From the line containing "Could you point out the picture" to the very last line, repeat everything exactly and add nothing else. Skip the pictures.

(Stored data entries)
++++++++

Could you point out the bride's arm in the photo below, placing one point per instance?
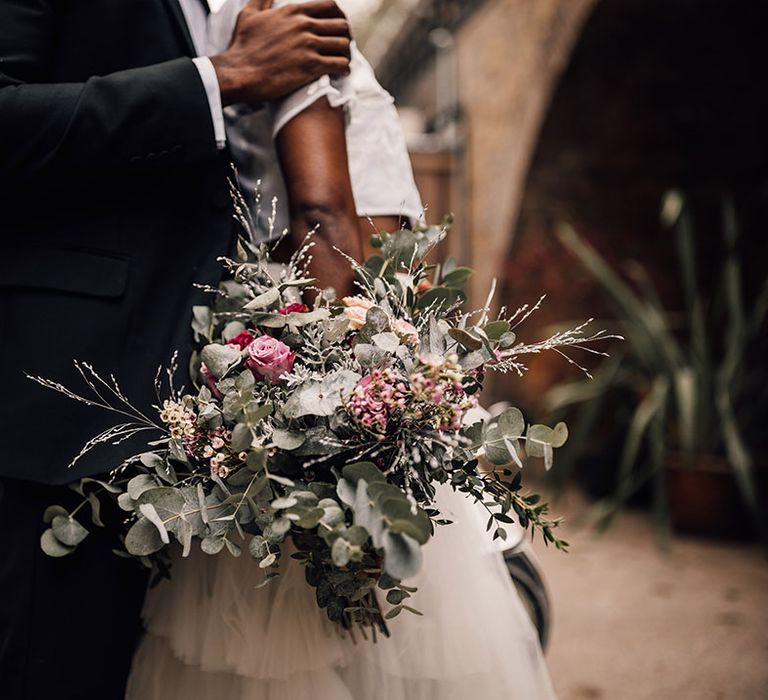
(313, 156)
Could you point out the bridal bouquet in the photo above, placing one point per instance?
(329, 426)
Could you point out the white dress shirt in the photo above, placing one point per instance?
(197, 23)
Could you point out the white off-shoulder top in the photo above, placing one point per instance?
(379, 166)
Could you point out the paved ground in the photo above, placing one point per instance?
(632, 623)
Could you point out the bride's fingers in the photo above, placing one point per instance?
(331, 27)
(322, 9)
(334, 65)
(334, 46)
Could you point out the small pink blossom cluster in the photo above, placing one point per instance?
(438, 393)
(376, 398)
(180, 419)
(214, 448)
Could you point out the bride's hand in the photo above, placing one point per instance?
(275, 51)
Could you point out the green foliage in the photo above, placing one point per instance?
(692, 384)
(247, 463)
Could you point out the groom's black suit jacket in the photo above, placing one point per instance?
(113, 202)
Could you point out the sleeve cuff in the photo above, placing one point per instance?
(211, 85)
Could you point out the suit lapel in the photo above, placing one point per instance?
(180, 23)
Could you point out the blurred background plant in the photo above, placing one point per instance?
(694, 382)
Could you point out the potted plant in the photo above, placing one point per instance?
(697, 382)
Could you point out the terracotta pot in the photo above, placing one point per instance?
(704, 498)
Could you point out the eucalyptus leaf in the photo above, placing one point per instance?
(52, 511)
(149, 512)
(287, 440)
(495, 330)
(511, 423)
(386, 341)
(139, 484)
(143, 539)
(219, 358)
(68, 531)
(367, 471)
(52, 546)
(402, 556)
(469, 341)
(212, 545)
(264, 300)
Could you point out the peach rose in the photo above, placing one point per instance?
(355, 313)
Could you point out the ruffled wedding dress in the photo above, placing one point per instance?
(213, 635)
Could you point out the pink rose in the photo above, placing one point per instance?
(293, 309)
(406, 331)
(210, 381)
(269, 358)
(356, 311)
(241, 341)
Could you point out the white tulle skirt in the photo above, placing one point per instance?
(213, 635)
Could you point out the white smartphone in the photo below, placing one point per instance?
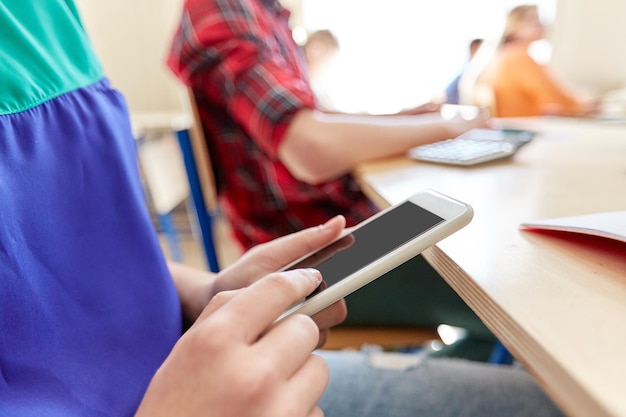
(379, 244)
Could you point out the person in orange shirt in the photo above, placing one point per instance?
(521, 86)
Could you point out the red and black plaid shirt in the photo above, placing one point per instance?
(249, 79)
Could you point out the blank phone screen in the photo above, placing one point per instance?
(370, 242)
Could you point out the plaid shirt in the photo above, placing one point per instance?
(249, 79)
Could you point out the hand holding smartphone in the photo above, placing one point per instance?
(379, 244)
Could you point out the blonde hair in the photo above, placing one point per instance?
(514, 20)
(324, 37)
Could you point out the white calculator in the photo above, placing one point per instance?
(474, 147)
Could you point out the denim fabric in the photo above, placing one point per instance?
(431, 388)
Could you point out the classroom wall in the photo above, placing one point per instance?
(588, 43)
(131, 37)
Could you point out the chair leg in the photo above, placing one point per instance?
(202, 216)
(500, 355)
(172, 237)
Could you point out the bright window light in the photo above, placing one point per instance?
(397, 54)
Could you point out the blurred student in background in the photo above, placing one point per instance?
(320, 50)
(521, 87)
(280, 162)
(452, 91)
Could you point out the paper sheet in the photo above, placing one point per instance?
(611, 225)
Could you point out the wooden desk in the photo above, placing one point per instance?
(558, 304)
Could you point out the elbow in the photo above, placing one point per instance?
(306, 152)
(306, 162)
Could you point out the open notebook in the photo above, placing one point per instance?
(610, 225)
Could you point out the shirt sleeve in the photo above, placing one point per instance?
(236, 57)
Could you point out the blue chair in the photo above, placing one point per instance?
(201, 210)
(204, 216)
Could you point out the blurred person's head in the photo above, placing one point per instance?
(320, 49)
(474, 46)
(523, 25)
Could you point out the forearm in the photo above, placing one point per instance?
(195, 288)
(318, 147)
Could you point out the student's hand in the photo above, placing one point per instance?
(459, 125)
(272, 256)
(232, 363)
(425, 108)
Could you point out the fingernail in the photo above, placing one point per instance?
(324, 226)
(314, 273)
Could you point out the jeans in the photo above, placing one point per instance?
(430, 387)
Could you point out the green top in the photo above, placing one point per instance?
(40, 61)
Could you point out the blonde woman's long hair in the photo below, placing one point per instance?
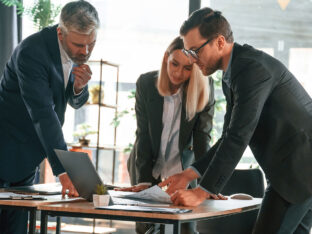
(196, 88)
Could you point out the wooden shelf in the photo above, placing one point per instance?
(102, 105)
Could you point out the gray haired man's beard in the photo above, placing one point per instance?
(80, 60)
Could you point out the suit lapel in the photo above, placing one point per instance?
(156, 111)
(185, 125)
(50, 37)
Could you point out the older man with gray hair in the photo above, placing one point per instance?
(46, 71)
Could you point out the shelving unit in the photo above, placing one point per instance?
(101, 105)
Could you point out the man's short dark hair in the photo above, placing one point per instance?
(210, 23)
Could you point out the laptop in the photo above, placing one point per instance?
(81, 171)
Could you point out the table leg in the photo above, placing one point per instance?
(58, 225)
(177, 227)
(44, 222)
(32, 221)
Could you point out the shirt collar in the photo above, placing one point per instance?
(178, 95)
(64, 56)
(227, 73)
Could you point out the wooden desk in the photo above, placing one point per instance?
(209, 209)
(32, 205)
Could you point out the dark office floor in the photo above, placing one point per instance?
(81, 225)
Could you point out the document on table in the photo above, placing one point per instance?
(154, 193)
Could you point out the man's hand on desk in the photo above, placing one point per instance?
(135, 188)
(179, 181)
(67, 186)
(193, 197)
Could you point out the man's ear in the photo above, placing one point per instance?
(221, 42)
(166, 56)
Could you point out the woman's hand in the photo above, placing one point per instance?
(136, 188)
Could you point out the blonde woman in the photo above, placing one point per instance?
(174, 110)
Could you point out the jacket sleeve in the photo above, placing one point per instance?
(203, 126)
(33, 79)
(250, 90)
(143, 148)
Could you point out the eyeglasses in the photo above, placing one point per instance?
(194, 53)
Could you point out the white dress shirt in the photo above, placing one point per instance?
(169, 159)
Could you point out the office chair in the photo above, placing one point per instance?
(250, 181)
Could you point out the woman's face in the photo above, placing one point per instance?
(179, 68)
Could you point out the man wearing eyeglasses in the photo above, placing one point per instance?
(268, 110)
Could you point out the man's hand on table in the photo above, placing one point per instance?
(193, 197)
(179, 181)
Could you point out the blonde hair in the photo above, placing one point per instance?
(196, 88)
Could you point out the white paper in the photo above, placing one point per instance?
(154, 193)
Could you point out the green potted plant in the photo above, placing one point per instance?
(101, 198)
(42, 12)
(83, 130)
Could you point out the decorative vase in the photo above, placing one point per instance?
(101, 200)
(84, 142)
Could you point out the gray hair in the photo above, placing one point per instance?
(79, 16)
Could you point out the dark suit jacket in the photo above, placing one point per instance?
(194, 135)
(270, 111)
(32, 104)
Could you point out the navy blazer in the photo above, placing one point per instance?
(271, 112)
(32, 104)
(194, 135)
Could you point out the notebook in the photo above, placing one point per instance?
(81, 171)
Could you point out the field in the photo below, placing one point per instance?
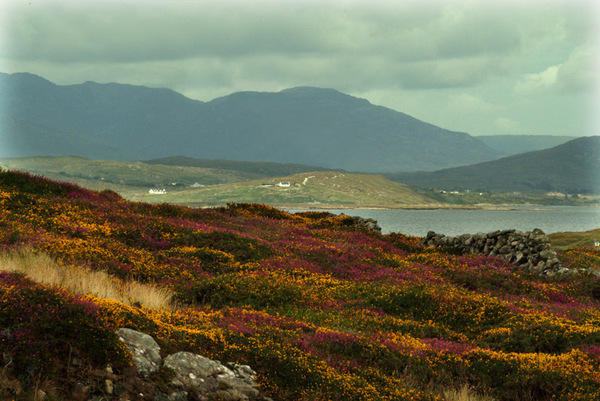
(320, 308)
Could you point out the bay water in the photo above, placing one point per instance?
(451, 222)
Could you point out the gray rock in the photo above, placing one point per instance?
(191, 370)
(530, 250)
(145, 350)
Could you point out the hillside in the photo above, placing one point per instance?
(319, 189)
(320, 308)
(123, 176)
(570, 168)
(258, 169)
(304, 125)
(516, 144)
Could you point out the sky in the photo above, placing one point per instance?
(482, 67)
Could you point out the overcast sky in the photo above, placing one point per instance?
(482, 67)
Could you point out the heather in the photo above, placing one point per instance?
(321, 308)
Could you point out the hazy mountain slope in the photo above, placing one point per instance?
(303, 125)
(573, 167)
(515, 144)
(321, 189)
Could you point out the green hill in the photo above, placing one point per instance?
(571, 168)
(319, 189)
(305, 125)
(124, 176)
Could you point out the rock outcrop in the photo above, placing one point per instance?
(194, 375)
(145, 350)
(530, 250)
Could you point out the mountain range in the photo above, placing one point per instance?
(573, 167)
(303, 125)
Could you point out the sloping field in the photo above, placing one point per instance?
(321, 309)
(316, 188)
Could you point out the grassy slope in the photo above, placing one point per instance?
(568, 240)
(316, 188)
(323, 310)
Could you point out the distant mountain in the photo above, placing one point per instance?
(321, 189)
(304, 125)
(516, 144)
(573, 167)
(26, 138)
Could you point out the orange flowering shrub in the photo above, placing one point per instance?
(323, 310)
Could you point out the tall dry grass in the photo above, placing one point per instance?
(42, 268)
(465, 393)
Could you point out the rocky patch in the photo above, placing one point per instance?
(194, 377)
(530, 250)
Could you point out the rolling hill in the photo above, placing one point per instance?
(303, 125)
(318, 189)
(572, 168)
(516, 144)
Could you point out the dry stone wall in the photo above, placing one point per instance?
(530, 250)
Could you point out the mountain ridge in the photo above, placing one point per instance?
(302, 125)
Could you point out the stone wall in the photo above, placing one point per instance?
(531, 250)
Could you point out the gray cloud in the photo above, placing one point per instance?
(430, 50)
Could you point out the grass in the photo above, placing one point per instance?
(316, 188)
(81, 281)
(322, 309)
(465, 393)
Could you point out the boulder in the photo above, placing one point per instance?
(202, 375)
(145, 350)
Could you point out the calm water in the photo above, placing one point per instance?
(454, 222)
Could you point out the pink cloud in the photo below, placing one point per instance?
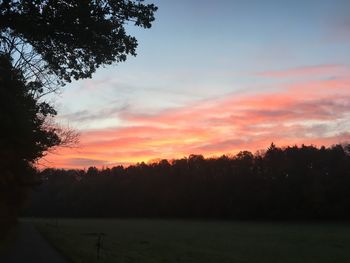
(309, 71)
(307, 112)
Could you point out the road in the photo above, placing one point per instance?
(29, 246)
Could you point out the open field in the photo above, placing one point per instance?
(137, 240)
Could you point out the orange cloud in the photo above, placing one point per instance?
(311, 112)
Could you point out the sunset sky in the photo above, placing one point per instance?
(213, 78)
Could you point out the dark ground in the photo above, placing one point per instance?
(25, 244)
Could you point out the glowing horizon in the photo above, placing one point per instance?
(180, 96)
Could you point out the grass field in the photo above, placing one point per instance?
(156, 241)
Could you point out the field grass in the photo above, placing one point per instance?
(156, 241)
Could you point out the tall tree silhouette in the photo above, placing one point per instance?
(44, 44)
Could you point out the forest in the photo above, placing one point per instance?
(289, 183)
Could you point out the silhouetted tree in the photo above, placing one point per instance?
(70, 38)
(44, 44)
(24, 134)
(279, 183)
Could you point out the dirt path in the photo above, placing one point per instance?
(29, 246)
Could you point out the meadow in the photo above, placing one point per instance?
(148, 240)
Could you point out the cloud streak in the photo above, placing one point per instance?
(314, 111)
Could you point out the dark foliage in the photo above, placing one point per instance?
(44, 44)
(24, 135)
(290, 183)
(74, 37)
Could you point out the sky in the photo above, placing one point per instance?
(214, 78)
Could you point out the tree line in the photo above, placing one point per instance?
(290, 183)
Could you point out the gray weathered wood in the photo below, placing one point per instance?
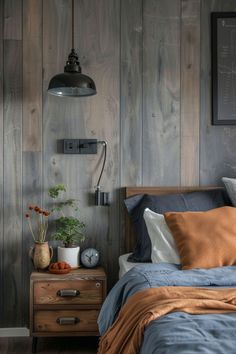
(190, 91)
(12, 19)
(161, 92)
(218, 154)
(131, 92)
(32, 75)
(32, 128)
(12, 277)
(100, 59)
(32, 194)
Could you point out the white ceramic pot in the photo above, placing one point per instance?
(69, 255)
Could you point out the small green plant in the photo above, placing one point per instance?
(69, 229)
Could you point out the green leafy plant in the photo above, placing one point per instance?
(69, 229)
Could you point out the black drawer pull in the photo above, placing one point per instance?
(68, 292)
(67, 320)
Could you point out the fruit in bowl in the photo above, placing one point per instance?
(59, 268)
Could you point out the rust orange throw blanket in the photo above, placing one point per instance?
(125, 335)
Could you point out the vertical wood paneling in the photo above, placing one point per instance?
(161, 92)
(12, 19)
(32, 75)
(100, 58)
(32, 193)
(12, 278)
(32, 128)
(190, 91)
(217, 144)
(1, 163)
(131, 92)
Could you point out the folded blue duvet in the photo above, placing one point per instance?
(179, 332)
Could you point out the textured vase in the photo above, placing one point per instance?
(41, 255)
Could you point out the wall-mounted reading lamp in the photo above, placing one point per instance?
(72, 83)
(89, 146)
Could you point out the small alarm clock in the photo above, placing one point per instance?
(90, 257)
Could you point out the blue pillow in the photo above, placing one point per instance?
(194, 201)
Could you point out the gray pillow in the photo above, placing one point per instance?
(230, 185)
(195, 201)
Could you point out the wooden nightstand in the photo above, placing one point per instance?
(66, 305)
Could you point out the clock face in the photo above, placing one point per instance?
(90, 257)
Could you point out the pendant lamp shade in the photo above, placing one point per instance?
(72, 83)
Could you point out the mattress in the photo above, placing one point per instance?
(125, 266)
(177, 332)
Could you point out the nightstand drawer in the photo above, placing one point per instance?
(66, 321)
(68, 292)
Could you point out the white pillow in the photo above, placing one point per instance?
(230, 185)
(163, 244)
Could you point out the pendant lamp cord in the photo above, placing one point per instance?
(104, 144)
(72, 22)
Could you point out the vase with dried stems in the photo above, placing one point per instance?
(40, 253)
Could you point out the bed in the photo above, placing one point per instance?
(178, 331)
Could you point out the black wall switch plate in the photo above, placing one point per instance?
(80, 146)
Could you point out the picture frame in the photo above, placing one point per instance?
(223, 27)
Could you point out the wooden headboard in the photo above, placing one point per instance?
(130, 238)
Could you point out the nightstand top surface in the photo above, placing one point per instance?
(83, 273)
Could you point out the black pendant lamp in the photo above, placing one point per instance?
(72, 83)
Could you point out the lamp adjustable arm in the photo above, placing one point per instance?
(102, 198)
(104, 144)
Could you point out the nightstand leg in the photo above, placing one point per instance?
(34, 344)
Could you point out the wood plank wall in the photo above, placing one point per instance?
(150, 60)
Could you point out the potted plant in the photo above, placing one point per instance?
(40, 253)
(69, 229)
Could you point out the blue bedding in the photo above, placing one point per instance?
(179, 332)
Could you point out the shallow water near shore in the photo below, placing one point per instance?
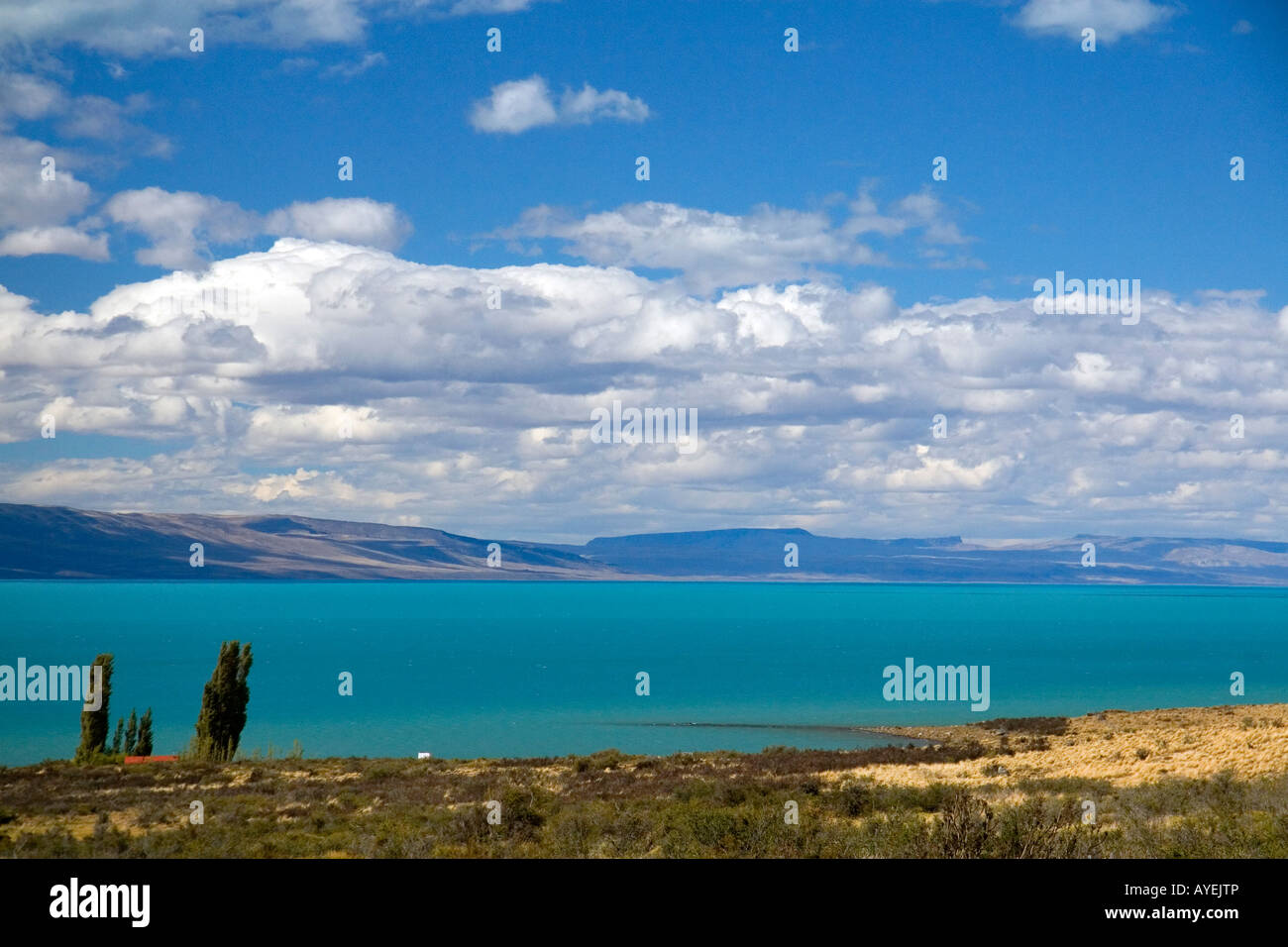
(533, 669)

++++++++

__Exercise response__.
Could you point out the picture frame in the photo above, placing one point per instance?
(223, 27)
Could you point out the wooden headboard in the photo above, placing one point per instance?
(130, 238)
Could you point out the nightstand top surface in the photo above, placing one point per instance?
(83, 273)
Could you point out the black pendant lamp in the photo above, placing one point per instance?
(72, 83)
Could you point out the lamp adjustable arm in the photo above, placing one point per instance?
(102, 198)
(104, 144)
Could you point out the nightstand leg in the photo above, placing one point per instance?
(34, 344)
Could you point out the wood plank wall in the photo above, placing one point per instance?
(150, 60)
Could you point out the potted plant in the photo above, placing one point per instance?
(40, 253)
(69, 229)
Could you point out the blue bedding in the photo above, placing one point per instance?
(179, 332)
Could you point out the shallow water near shore in the photo below, placing one point per instance?
(533, 669)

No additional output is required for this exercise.